(Detection annotation records)
## Begin

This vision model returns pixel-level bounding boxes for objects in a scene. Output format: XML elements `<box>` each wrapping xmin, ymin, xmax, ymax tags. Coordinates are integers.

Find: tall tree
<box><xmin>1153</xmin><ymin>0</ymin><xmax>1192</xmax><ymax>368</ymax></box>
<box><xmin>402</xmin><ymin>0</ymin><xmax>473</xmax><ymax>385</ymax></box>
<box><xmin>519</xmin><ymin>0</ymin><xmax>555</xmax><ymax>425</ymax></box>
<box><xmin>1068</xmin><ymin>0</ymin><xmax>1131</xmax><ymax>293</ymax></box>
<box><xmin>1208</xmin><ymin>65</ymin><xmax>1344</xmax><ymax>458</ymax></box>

## End

_TASK TO CARRY OUT_.
Pull out every line from the records that contains the string "xmax".

_ANSWER TO THIS PROBLEM_.
This vision model returns pixel-level bounding boxes for objects in a scene. Output format: XML elements `<box>` each wrapping xmin, ymin, xmax, ymax tags. Coordinates are integers.
<box><xmin>1153</xmin><ymin>0</ymin><xmax>1192</xmax><ymax>368</ymax></box>
<box><xmin>402</xmin><ymin>0</ymin><xmax>473</xmax><ymax>385</ymax></box>
<box><xmin>519</xmin><ymin>0</ymin><xmax>555</xmax><ymax>425</ymax></box>
<box><xmin>1068</xmin><ymin>0</ymin><xmax>1131</xmax><ymax>293</ymax></box>
<box><xmin>1208</xmin><ymin>65</ymin><xmax>1344</xmax><ymax>458</ymax></box>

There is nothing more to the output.